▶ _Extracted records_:
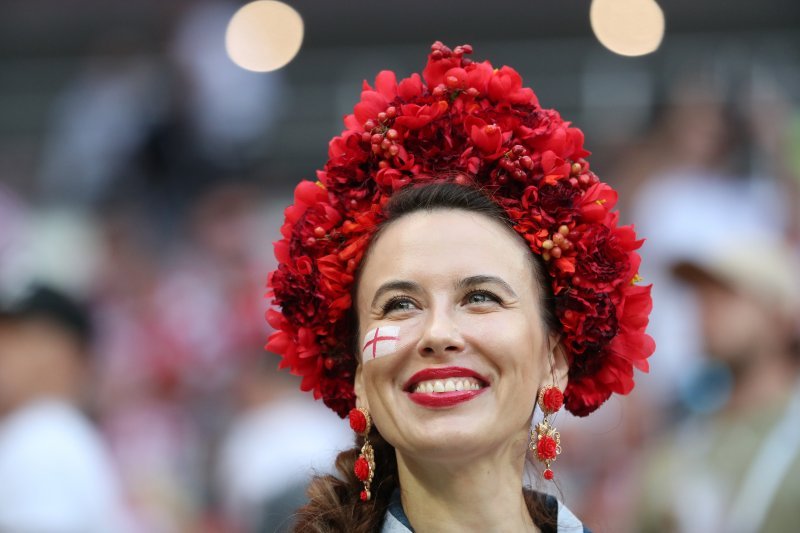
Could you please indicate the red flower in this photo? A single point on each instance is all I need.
(358, 422)
(552, 400)
(546, 448)
(506, 85)
(470, 124)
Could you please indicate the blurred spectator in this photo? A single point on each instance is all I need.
(737, 470)
(276, 442)
(55, 471)
(693, 189)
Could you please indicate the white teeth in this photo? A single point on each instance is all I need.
(448, 385)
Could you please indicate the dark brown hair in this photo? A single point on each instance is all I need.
(334, 505)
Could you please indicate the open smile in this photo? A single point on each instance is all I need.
(445, 387)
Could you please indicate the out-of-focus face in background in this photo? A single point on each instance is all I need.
(38, 359)
(736, 326)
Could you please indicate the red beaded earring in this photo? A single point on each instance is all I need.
(545, 440)
(364, 468)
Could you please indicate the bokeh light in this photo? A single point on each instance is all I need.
(264, 35)
(628, 27)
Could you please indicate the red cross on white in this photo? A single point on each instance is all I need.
(379, 342)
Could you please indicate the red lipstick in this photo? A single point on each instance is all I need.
(443, 399)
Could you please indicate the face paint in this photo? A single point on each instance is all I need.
(379, 342)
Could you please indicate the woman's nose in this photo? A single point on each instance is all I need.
(441, 335)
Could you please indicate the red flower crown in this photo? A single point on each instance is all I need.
(477, 125)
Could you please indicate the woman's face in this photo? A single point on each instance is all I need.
(458, 291)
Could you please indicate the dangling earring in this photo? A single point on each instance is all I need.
(365, 464)
(545, 440)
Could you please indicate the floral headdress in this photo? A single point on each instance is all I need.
(475, 125)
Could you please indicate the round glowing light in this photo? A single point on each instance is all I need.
(628, 27)
(264, 35)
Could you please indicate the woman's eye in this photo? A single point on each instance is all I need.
(398, 303)
(481, 297)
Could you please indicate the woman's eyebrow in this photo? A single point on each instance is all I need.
(472, 281)
(395, 285)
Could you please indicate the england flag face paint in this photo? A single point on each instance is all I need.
(379, 342)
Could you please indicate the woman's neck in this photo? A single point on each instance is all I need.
(477, 495)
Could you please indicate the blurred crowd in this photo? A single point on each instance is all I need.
(135, 394)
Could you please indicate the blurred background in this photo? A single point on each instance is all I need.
(143, 175)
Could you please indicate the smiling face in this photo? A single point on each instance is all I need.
(458, 291)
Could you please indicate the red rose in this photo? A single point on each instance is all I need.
(358, 422)
(465, 121)
(546, 448)
(552, 400)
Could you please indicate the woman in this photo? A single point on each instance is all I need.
(456, 265)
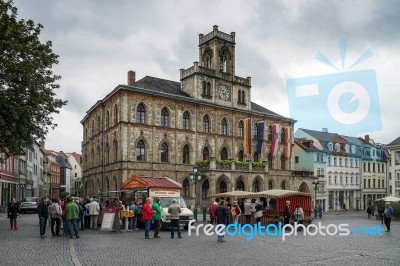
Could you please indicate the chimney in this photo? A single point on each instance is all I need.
(131, 77)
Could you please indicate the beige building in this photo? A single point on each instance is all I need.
(158, 127)
(394, 149)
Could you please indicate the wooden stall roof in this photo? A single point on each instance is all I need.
(231, 194)
(277, 193)
(144, 182)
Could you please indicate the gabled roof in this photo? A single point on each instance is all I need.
(394, 142)
(145, 182)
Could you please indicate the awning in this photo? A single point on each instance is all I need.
(145, 182)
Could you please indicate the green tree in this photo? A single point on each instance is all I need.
(27, 97)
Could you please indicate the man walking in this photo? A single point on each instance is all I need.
(72, 214)
(388, 216)
(156, 217)
(222, 213)
(174, 211)
(94, 210)
(43, 212)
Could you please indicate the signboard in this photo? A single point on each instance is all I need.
(108, 221)
(157, 192)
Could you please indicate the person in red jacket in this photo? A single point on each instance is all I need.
(147, 216)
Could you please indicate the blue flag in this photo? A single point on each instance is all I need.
(260, 136)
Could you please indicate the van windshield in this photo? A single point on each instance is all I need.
(167, 201)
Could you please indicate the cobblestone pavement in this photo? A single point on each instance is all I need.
(25, 247)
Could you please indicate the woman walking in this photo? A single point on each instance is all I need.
(13, 212)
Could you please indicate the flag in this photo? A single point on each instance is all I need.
(275, 135)
(246, 136)
(287, 142)
(260, 136)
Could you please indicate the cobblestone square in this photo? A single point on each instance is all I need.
(25, 247)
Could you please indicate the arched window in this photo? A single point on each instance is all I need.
(283, 137)
(206, 123)
(240, 156)
(115, 114)
(256, 186)
(186, 120)
(186, 155)
(240, 129)
(255, 157)
(140, 114)
(140, 151)
(205, 189)
(240, 185)
(269, 133)
(185, 188)
(283, 162)
(164, 117)
(224, 154)
(269, 161)
(222, 187)
(164, 153)
(224, 126)
(255, 130)
(206, 154)
(107, 119)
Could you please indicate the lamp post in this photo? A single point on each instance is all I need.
(195, 176)
(315, 183)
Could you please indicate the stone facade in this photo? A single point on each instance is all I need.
(156, 127)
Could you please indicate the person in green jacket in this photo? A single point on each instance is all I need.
(72, 215)
(156, 217)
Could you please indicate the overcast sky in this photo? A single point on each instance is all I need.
(99, 41)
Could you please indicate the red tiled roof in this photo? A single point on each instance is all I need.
(149, 182)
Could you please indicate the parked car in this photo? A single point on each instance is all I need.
(28, 204)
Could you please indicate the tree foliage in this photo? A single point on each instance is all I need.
(27, 97)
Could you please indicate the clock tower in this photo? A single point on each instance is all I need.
(212, 78)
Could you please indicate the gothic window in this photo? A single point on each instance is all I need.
(186, 120)
(224, 126)
(240, 156)
(283, 139)
(256, 186)
(164, 153)
(185, 188)
(140, 151)
(240, 129)
(224, 154)
(255, 130)
(164, 117)
(222, 187)
(140, 114)
(205, 189)
(269, 161)
(206, 123)
(115, 114)
(255, 157)
(206, 154)
(186, 155)
(240, 185)
(283, 162)
(269, 133)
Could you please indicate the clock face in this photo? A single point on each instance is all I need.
(224, 93)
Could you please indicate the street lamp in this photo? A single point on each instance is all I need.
(315, 183)
(195, 176)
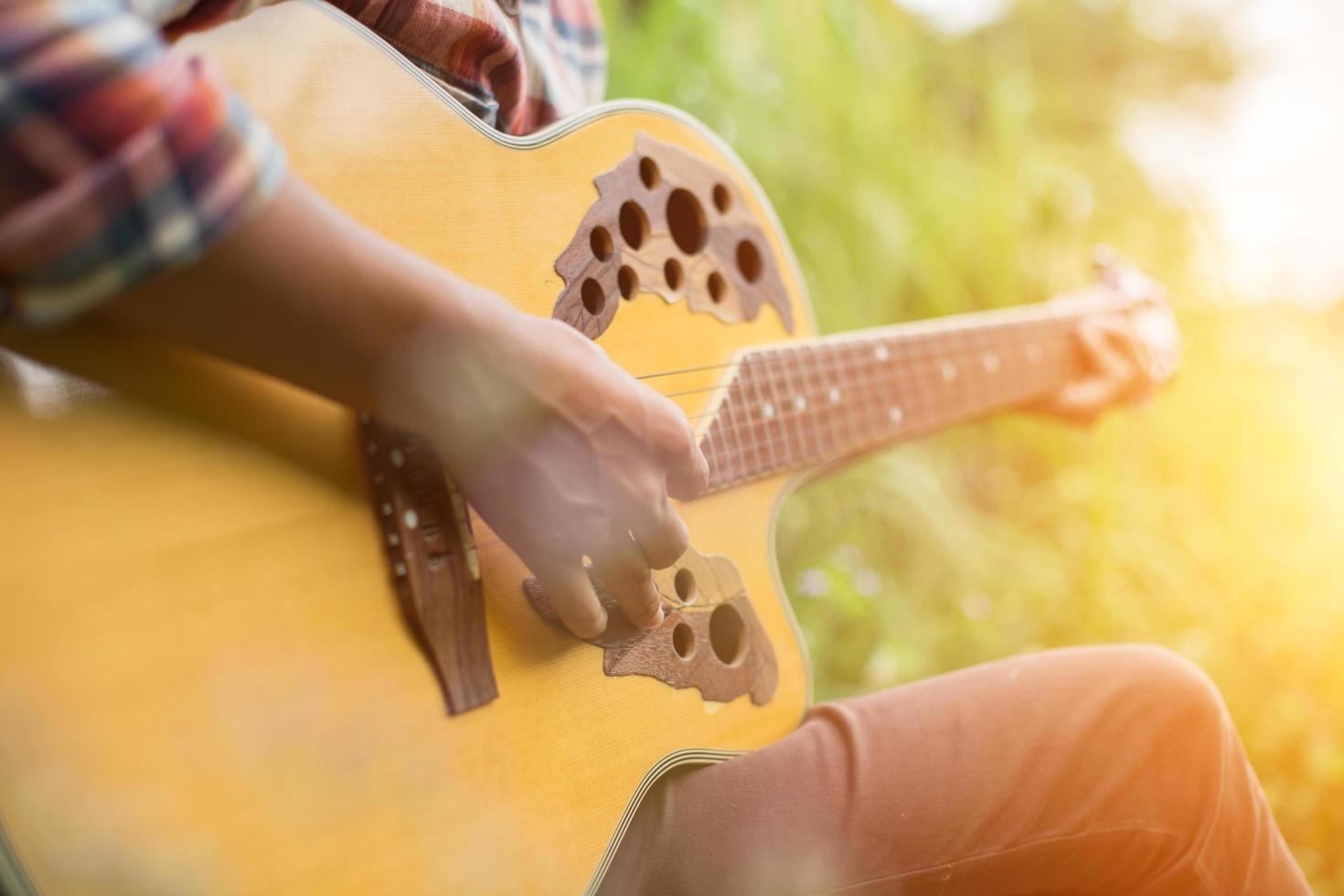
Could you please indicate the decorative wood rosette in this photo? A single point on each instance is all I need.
(667, 222)
(709, 638)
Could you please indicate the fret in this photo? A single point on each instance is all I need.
(827, 402)
(765, 423)
(774, 409)
(746, 469)
(789, 404)
(849, 397)
(792, 411)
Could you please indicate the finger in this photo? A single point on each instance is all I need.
(674, 441)
(688, 475)
(1101, 354)
(572, 597)
(661, 535)
(623, 569)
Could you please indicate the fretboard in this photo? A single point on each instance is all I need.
(804, 403)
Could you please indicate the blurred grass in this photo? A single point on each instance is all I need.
(921, 174)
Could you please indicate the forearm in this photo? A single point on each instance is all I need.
(306, 294)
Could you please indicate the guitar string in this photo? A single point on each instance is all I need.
(891, 344)
(912, 363)
(944, 414)
(925, 400)
(894, 332)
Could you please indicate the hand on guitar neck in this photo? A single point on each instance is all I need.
(560, 450)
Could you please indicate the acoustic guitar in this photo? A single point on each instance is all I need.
(254, 643)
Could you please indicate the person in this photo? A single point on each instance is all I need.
(136, 188)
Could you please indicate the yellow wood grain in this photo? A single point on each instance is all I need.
(206, 686)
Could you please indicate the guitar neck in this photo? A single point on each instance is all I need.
(798, 404)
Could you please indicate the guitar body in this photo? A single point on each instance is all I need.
(206, 681)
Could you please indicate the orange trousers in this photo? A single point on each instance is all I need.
(1093, 770)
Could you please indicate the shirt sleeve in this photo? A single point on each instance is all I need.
(119, 160)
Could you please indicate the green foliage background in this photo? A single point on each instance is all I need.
(921, 174)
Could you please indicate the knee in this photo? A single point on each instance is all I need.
(1175, 698)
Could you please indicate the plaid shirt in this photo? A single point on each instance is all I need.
(120, 160)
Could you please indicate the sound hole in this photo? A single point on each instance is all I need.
(648, 172)
(686, 220)
(683, 641)
(684, 584)
(672, 272)
(635, 225)
(601, 242)
(722, 199)
(749, 261)
(728, 635)
(593, 297)
(628, 281)
(718, 286)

▶ _Task goal_: Transcribe the whole listing, character for character, but not its images.

▶ _Full output_:
Could you please indicate the red flower in this photo? A single point on each instance is all I need.
(358, 422)
(552, 400)
(546, 448)
(506, 85)
(470, 124)
Could you please indicate the blurred spectator in this photo? A single point on each instance is all I need.
(737, 470)
(276, 442)
(55, 471)
(693, 189)
Could you please indicate the white teeth in this photo? A single point on each instance is all I need.
(448, 385)
Could you please indicate the dark brown hair in this photo? A single point on each instance is all I need.
(334, 505)
Could you please indicate the open smile in this photo? A single point on each instance is all I need.
(445, 387)
Could you please indicate the out-of-focus face in background in this photo? A single point on each instance is all I need.
(38, 359)
(736, 326)
Could you please indicate the red beaded earring in this photo? A single point on each instance is all I need.
(545, 440)
(364, 468)
Could you please indicate the bokeh light in this photo? A single point on each instance is all I need.
(264, 35)
(628, 27)
Could you please indicate the red cross on white in this photo? A single point on each instance is all I need.
(379, 342)
Could you please indicate the red lipstick in this photo? A single point on each instance is all I need.
(443, 399)
Could you please indicate the face paint in this photo? A single point on each instance is all I need.
(379, 342)
Could you please indicate the woman's nose in this photo? A single point on each instance is all I need.
(441, 335)
Could you please indicate the red flower crown in this photo? A single point on each instance is all I need.
(477, 125)
Could you please indicate the woman's face in this photo? A single point on each instance is all I need.
(458, 291)
Could you please indicate the dangling earring in this photo? A single point on each instance is all I need.
(365, 464)
(545, 440)
Could you please indicate the floral headdress in this photo? A single point on each instance is all I need.
(475, 125)
Could you please indicate the round glowing light in this photo? A single point on each instance is all I need.
(628, 27)
(264, 35)
Could you please indicate the woman's eye in this photo? A single point on each instance is all I need.
(398, 303)
(481, 297)
Could you please indicate the woman's eyebrow in this photo? A single point on each instance is all I need.
(472, 281)
(395, 285)
Could you please indicate the england flag face paint in this photo? A single point on each instance is all I need.
(379, 342)
Could you please indicate the woman's neck in this photo? A single point on each instance is all I need.
(477, 495)
Could you please indicate the blurred crowd in this photo? A single point on each instance is all I need.
(135, 394)
Could you please indicate the blurred background in this photo? A single point on each instance is all I need.
(143, 175)
Could you please indicate the smiling face in this photo? A single point on each instance is all I need.
(458, 291)
Could you please indicate the red rose in this photo? A single point on each instance is all I need.
(358, 422)
(465, 121)
(546, 448)
(552, 400)
Could you please indicate the woman in this photo? A single point on each instance is all I need.
(456, 265)
Could you please indicate the chimney in this photo? A single point on each instance is all I need.
(131, 77)
Could you please indicate the beige building in this photo? A single point on each instance is all I need.
(158, 127)
(394, 149)
Could you please indicate the wooden stall roof in this photo? A single point on each instance is all I need.
(231, 194)
(277, 193)
(144, 182)
Could you please indicate the gabled roof in this photo? A single point on each instance is all I need.
(394, 142)
(145, 182)
Could you please indicate the awning in this photo? A single point on each instance is all I need.
(145, 182)
Could you please indicate the green tree in this photo? A single point on each instance is all I need.
(27, 97)
Could you please indicate the man walking in this photo? A single point on each instance is all I need.
(72, 214)
(388, 216)
(156, 217)
(222, 213)
(174, 211)
(94, 210)
(43, 212)
Could you please indicate the signboard in this photo? A single point on each instance is all I need.
(108, 221)
(157, 192)
Could you please indicate the person in red jacket in this photo? A single point on each instance is all I need.
(147, 216)
Could you please indicate the blue flag in this photo? A single point on each instance is all I need.
(260, 136)
Could you please indicate the van windshield in this photo? A single point on each instance is all I need.
(167, 201)
Could you please indicate the cobblestone pavement in this photo? A single point on each instance is all I need.
(25, 247)
Could you please indicate the woman walking in this photo? A single point on each instance is all I need.
(13, 212)
Could you please indicate the flag in this photo? A single point on each instance is all I need.
(275, 135)
(246, 136)
(287, 142)
(260, 136)
Could you please indicate the cobblestone square in this photo? A single point on each instance is all I need.
(25, 247)
Could you please indicate the arched window in this photo? A single point on each instance is all I need.
(283, 137)
(206, 123)
(240, 156)
(115, 114)
(256, 186)
(186, 120)
(186, 155)
(240, 129)
(255, 157)
(140, 114)
(140, 151)
(205, 189)
(240, 185)
(269, 133)
(185, 188)
(283, 162)
(164, 117)
(224, 154)
(269, 161)
(222, 187)
(164, 153)
(224, 126)
(255, 130)
(206, 154)
(107, 119)
Could you please indicate the lamp post in this photo? A single point on each instance is all I need.
(195, 176)
(315, 183)
Could you please indicate the stone facade in this photo? A single point on each instance is all I need.
(156, 127)
Could you please indicate the person in green jacket in this photo? A single point on each instance is all I need.
(72, 215)
(156, 217)
Could you please indicate the overcast sky in this photo? A single point on each instance is all I need.
(99, 41)
Could you please indicate the red tiled roof in this photo? A single point on each instance is all I need.
(149, 182)
Could you please indicate the parked car in this photo? A single point on each instance is all I need.
(28, 204)
Could you please indicate the tree foliage in this photo? A single point on each instance is all I need.
(27, 97)
Could you please indicate the clock tower in this photo? A single point on each instance is all I need.
(212, 78)
Could you please indicate the gothic window in this photo? A single point on each instance is all I need.
(186, 120)
(224, 126)
(240, 156)
(283, 139)
(256, 186)
(164, 153)
(185, 188)
(140, 151)
(240, 129)
(224, 154)
(255, 130)
(164, 117)
(222, 187)
(140, 114)
(205, 189)
(269, 161)
(206, 123)
(115, 114)
(255, 157)
(206, 154)
(186, 155)
(240, 185)
(283, 162)
(269, 133)
Could you please indicate the clock face in this photo? A single point on each instance is all I need.
(224, 93)
Could you please indicate the street lamp in this photo? A single point on each instance is all I need.
(315, 183)
(195, 176)
Could you please indicate the decorative wood rosette in this photo? A single point on each instance is all I need.
(667, 222)
(709, 638)
Could you please indicate the fret in this photo? A single point on each instance is all I need.
(827, 402)
(765, 423)
(774, 409)
(746, 469)
(789, 404)
(849, 397)
(792, 411)
Could you please indicate the finger in this photo? A single point on each instance is all I need.
(674, 441)
(688, 475)
(1101, 354)
(572, 597)
(661, 535)
(623, 569)
Could you please indicate the fretboard in this photo? A single point on each instance is all I need.
(804, 403)
Could you please indicate the blurred grass in this photo? A single point on each instance is all I need.
(921, 174)
Could you please indicate the forearm in this photo? A single point on each instance is all I need.
(306, 294)
Could you please indicate the guitar string in this photo? A single point on each instance is all I need.
(891, 344)
(912, 363)
(944, 414)
(925, 400)
(894, 332)
Could you please indicate the hand on guitar neck in this photo? A single point on each instance is all I need.
(560, 450)
Could you please indicate the acoustic guitar in this photo? A single point on each instance is all I need.
(254, 643)
Could you please indicate the person in this photo? A single point on each instance is all I need.
(136, 188)
Could you please indicate the yellow wood grain in this photo? A single point on each instance is all I need.
(206, 686)
Could you please indicate the guitar neck in this photo? A single point on each instance is all I need.
(798, 404)
Could you please indicate the guitar body in this photo? A single point on each instance is all I need.
(206, 681)
Could you please indicate the orange trousers in this photo? A single point on each instance is all I need.
(1093, 770)
Could you please indicate the shirt sleeve in this photo? A single point on each instance is all I need.
(119, 160)
Could you please indicate the green foliage background in this photo? A single point on each instance is all I need.
(921, 174)
Could you please indicate the knee in this photo? A single point on each instance is all I need.
(1175, 698)
Could you please indicate the plaid shirt in this photo? A single point on each instance is all I need.
(120, 160)
Could you please indicate the sound hole in this photo? A single point on each instance is all I need.
(648, 172)
(686, 220)
(683, 641)
(684, 584)
(672, 272)
(635, 225)
(601, 242)
(722, 199)
(749, 261)
(728, 635)
(593, 297)
(628, 281)
(718, 286)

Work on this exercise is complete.